*TO BE DONE*: Rewrite the listing with "pixel" replaced by "image" and everything else unchanged. Leave the pictures out.

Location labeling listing
******************************

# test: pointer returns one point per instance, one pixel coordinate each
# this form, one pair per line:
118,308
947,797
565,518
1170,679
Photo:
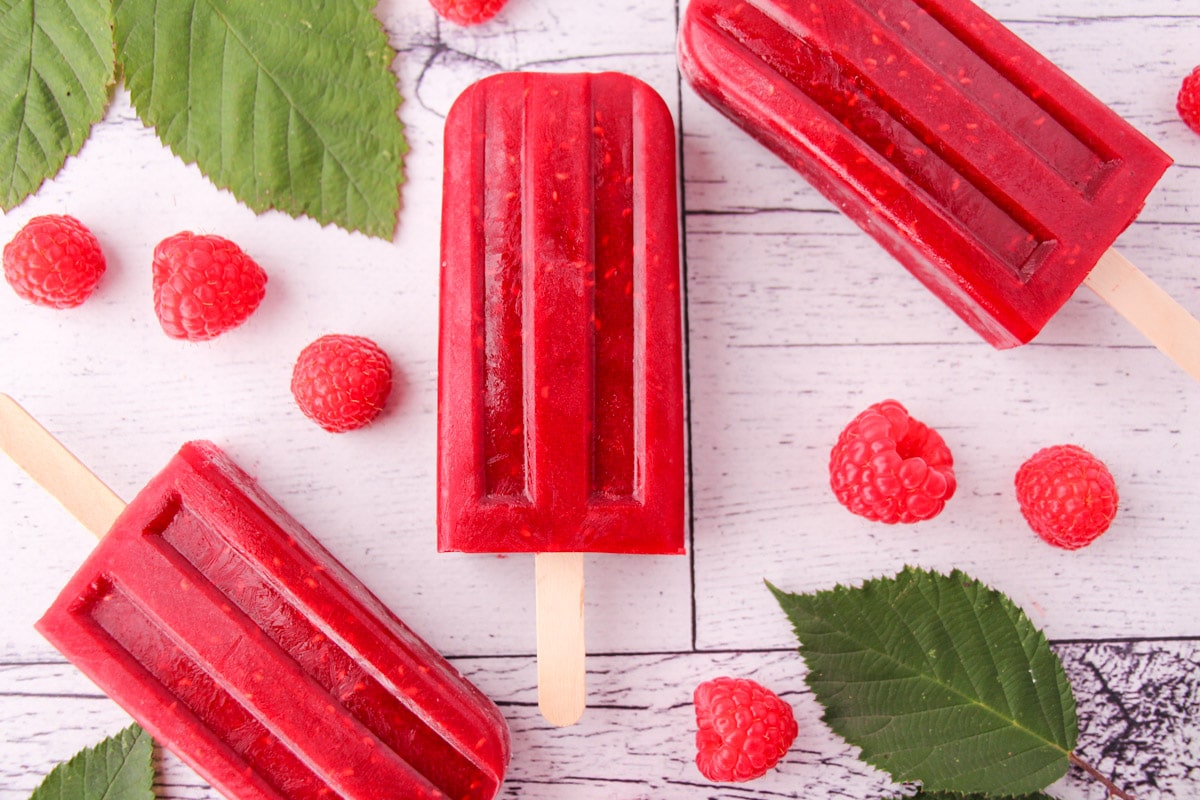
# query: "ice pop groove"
991,175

******************************

*OUTPUT FOR THIS EXERCISE*:
# test: pointer returns one point per instance, one image coordinate each
# this form, one pair per line:
118,308
947,797
565,518
1170,679
Photo:
# query: "ice pop groove"
991,175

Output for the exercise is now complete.